• _Data rows_
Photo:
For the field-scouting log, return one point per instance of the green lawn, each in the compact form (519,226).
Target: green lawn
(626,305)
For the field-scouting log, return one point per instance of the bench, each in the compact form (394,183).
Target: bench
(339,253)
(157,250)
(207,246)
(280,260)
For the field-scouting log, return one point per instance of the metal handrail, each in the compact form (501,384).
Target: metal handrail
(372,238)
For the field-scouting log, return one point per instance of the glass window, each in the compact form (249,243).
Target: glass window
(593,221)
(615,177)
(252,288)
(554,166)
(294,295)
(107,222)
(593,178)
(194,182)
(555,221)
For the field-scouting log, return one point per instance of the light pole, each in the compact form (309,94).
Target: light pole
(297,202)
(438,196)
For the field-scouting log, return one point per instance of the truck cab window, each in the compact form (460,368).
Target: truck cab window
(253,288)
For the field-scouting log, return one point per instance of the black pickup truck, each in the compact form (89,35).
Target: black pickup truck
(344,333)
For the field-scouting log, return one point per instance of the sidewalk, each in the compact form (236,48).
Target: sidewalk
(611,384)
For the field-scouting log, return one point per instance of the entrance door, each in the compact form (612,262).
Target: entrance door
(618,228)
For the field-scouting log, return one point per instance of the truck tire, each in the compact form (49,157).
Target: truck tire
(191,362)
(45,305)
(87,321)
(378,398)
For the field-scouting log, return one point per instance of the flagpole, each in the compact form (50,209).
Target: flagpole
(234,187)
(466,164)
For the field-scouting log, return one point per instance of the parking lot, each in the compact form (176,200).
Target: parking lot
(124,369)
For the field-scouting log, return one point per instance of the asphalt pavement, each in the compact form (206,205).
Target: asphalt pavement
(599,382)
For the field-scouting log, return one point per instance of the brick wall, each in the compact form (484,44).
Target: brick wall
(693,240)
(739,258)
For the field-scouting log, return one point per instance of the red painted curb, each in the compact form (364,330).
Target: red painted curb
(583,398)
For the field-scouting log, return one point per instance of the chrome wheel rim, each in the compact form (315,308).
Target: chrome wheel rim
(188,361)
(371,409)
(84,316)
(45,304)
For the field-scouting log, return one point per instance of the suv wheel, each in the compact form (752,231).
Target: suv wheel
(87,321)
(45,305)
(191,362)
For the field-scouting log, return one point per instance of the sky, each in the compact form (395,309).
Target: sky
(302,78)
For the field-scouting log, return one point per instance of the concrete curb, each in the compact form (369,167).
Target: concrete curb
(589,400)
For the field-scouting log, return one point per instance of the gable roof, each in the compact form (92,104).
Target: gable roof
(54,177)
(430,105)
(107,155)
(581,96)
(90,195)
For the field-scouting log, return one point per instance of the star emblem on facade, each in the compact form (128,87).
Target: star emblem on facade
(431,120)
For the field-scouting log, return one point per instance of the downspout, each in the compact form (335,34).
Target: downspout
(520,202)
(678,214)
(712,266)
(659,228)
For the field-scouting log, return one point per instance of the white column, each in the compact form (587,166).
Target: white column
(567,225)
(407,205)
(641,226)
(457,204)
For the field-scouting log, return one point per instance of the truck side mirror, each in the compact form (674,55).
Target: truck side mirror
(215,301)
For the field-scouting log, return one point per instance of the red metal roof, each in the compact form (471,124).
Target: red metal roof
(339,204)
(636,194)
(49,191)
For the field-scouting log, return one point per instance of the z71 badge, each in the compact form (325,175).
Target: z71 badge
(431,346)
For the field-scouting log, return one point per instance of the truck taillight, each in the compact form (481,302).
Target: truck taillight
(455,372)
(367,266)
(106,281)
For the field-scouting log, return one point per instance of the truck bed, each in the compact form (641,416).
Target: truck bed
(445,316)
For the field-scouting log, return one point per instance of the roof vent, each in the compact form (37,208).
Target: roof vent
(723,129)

• _Task brief_
From the line holding "compact form (674,55)." through the last line above, reproduce each line exactly and add nothing.

• _Answer to the problem_
For the field-scouting log, return one point per instance of the truck side mirror, each in the compact form (674,55).
Target: truck side mirror
(215,301)
For the field-scouting log, return one point per instance of the red metal roof, each in the compact form (471,124).
Target: red metal roof
(339,204)
(636,194)
(49,191)
For the field-scouting log, return one point per instance of the z71 badge, each in the compact form (325,175).
Target: z71 badge
(431,346)
For the field-scouting log, return one point per instance of the truck taillight, each in the compact form (481,302).
Target: truck taillight
(455,372)
(367,266)
(106,281)
For the field-scouting log, return one point per instance of the truck bed, each in the compact form (641,416).
Target: truck bed
(445,316)
For the field-scouting log, return one point per instance of the roof vent, each in the compact form (37,208).
Target: roof vent
(723,129)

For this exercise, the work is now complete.